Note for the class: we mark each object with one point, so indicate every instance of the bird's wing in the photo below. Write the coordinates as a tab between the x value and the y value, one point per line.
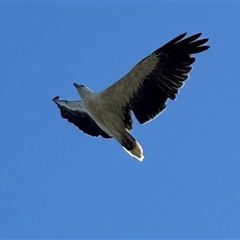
74	112
147	87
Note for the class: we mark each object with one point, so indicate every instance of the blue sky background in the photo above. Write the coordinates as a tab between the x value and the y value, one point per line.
56	182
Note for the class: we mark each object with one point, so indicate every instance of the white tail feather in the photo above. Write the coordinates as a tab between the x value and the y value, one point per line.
136	152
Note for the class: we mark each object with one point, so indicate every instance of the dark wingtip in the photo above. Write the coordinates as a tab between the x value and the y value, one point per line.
55	98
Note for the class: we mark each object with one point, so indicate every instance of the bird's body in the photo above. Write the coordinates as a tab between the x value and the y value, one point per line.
144	91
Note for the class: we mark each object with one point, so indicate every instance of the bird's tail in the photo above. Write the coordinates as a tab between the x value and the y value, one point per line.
132	146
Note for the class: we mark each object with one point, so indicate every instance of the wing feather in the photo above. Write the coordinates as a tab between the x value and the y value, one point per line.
72	111
156	78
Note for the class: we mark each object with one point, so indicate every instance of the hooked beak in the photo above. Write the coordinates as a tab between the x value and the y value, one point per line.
75	85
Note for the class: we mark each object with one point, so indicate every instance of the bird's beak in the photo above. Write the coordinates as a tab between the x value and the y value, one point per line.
76	85
55	99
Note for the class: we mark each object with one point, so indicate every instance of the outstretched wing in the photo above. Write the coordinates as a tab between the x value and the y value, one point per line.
74	113
146	88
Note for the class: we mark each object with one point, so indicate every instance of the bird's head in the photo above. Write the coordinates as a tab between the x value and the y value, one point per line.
82	90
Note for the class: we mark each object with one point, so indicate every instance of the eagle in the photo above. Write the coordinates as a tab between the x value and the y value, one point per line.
143	91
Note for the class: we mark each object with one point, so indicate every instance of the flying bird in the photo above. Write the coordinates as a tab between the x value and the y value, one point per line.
144	90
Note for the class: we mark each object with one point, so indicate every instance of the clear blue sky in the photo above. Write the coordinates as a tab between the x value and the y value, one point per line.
56	182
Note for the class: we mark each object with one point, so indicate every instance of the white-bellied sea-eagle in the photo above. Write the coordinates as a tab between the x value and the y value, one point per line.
143	91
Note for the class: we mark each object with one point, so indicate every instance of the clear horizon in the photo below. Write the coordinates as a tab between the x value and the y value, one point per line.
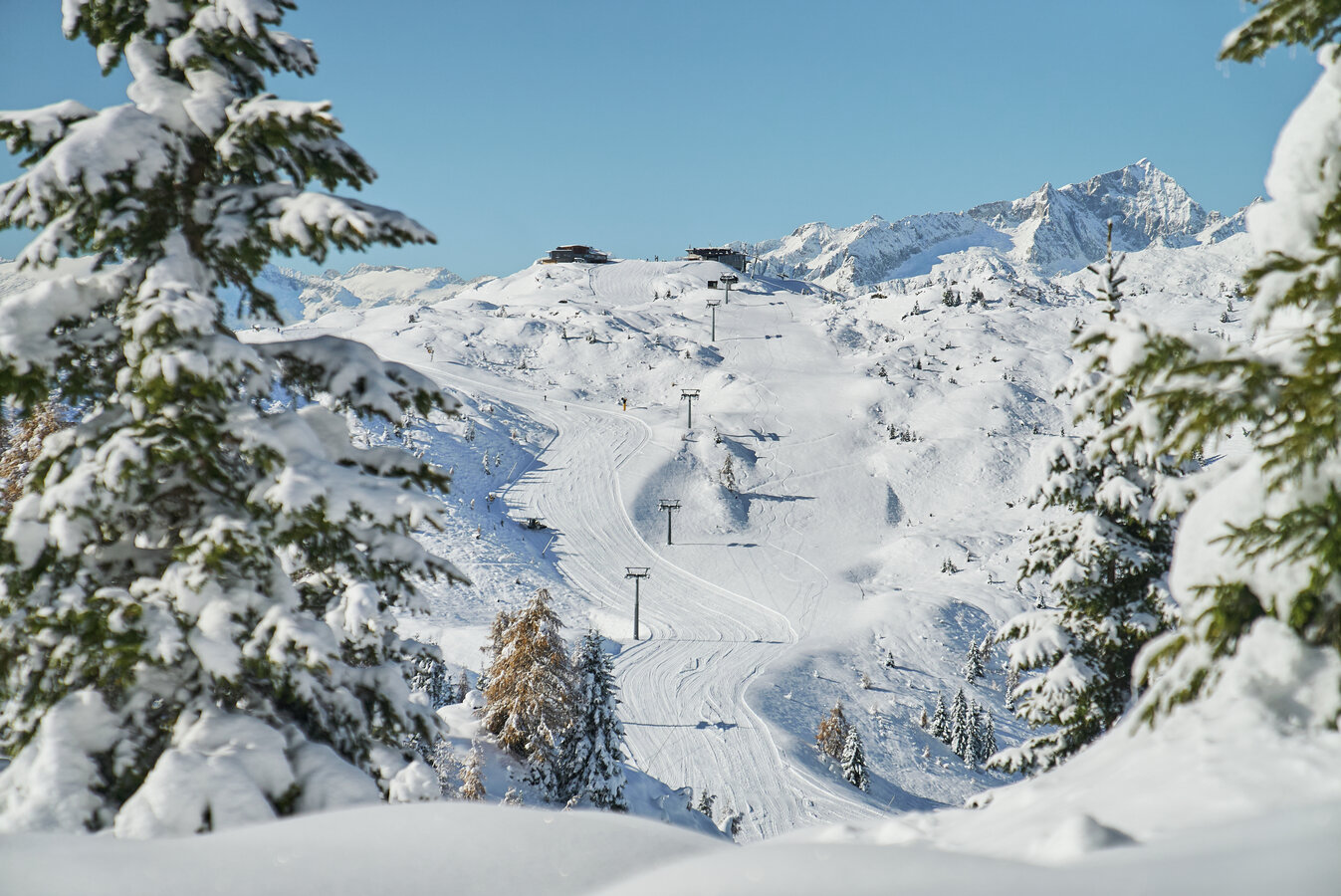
644	129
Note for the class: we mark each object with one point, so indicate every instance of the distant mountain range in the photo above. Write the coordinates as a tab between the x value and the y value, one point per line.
309	296
1050	231
1053	231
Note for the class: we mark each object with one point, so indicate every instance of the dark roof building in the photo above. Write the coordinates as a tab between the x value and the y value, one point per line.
563	254
731	258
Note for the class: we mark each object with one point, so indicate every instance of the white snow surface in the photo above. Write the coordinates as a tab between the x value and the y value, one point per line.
873	437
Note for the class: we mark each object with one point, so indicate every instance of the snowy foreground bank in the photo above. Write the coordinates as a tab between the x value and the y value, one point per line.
467	849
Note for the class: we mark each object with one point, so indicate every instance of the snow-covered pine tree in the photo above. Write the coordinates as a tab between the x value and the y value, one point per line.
729	475
973	667
706	801
853	761
959	725
591	745
986	737
973	737
530	690
545	752
1258	547
833	731
940	721
194	563
1106	560
429	675
448	768
472	775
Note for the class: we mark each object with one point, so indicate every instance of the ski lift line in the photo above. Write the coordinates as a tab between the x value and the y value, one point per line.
812	784
646	436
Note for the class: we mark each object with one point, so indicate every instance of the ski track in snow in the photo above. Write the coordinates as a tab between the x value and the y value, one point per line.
684	686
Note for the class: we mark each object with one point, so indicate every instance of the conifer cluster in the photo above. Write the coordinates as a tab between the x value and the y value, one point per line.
966	727
559	714
194	563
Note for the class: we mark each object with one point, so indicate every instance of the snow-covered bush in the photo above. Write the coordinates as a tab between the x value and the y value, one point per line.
207	572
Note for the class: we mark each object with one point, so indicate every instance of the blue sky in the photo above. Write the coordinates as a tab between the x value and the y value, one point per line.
645	126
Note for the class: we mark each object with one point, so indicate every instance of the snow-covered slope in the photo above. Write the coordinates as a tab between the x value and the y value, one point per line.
1050	231
873	439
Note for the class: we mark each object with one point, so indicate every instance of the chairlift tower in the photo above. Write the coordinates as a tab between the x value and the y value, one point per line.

• _TASK ITEM_
The full material above must be output verbatim, minus any pictures.

• _EXERCISE ANSWER_
Note for the class: we mark each object with one point, so indicate every instance of the bird's wing in the photo below. Write the coordinates as a tab between the x value and the y value, one point per line.
74	112
147	87
Note for the class: we mark each object with one point, so indicate every instance of the blue sky background in the photo above. Write the coordinates as a tab between the x value and the y value, one point per line.
56	182
Note for the class: we mark each object with one point, so indicate every instance of the white tail feather in the photo above. Write the coordinates as a tab between the x value and the y value, one point per line.
136	152
Note for the class: we mark each object with one point, so indicate every instance of the dark wingtip in the photo above. Write the coordinates as a tab between the x value and the y value, one point per line.
55	98
Note for the class: we mark each object with one point, so indicate every instance of the bird's body in the photo above. Write the coordinates as a tab between the x value and the y value, one point per line.
144	91
Note for the class: we mark each object with one point, so indicate every instance of the bird's tail in the photo above. Write the coordinates as a tab between the x value and the y value, one point per line.
132	146
Note for the class: we mark each object with one point, so indicate every instance of the wing feather in the photo above. Write the coordinates as a tab between the x value and the y value, one point per line.
72	111
156	78
Note for the class: we mark each object with one point, so indicate every instance of the hooked beak in the photo above. Write the coordinates as a tab between the x value and the y value, one point per line.
75	85
Note for the class: we mark each object with one point, so indicate every instance of the bird's beak in the photo above. Write the coordinates as a tab between the x value and the y value, one point per line.
76	85
55	99
Note for the class: we mark each object with one point, so indicate every instance of the outstretched wing in the photo above. Write the coordinates as a tab between the x value and the y value, one point per line.
74	113
146	88
Note for the class: we mark each object with one point, so indicate every instance of the bird's head in the photo above. Write the coordinates as a tab between the x value and the y value, one point per line.
82	90
Note for the class: we mark each object with one point, so indicate every instance of the eagle in the photo above. Write the coordinates as a tab between the x value and the y value, one point per line.
143	91
Note for the class: we mark each object with one point, so indicate every instance of the flying bird in the photo above. Write the coordinates as a tab between the x value and the y value, one point per line.
144	90
Note for the class: we mark each object with one point, so indicate every instance of the clear blue sky in the photo above. Write the coordinates as a tab between the x value and the y value, one point per line.
56	182
Note for the class: we mark each object with one point, so indicate every instance of the white-bellied sea-eagle in the photo above. Write the coordinates as a tab between the x value and the y value, one point per line.
143	91
Note for the class: we mark each object with one point, so indicate every instance of the clear horizon in the photo below. Write the coordinates as a tab between the x value and the y value, one point per line.
644	129
Note for the class: we mark each object with one point, so indicate every instance of the distant mountain range in the photo above. Write the coordinates as a tab between the x value and the y value, one point per line.
309	296
1050	231
1053	231
Note for the class: we mark each object with one point, so indicate every instance of the dark roof building in the photo above. Write the coordinates as a tab between the x value and the y value, one point per line.
563	254
731	258
Note for the class: we mark each object with one point, so indicate every instance of the white snow surface in the photo above. Write the coordinates as a tab between the x value and the y value, one point per line.
873	437
Note for the class: we mark each object with one point, so indicate every instance of the snowy foreground bank in the photo above. Write the coordinates as a tab between the x value and the y value, one point per line.
467	849
Note for the class: we mark each object with one point, so indicate every instance of the snow-covered pine tree in the photo above. Write the coordinates as a tab between the x value and the y value, one point per line.
729	475
973	667
706	801
853	761
959	725
591	745
986	737
973	737
530	690
545	752
1258	547
833	731
940	721
194	563
1106	560
429	675
448	768
472	775
Note for the class: we mark each object with one point, so indicate every instance of the ski lift line in the photo above. Write the coordinates as a tab between the x value and the y value, one point per line.
812	784
646	436
Note for the class: we mark each object with one point, so indicate every instance of the ski track in snow in the photo above. Write the coordinates as a tab between the x value and the y value, one point per line.
684	686
Note for the class: we mark each object with one point, so indicate every instance of the conifer cluster in the photo above. Write the coordinates as a tab between the x value and the y value, one point per line.
966	727
559	714
194	563
Note for the class: we mark each object with one point, so indicate every instance of the snow-covered bush in the photo above. Write the coordinates as a tab between the x value and the y value, one point per line.
207	572
Note for the class: we mark each object with one point, so indicate every instance of the blue sky in the photo above. Write the coordinates as a tab between the x value and the y value, one point per line.
645	126
Note for the class: we mark each object with one point, so indicate every instance of the snow-covered slope in the photo above. Write the coordinates as a tab between the x value and the y value, one point per line.
1050	231
873	439
Note for the class: we mark each object with one point, so indicate every instance of the chairlift tower in the photo above. Write the coordinates as a tab between the x value and the y value, one point per line.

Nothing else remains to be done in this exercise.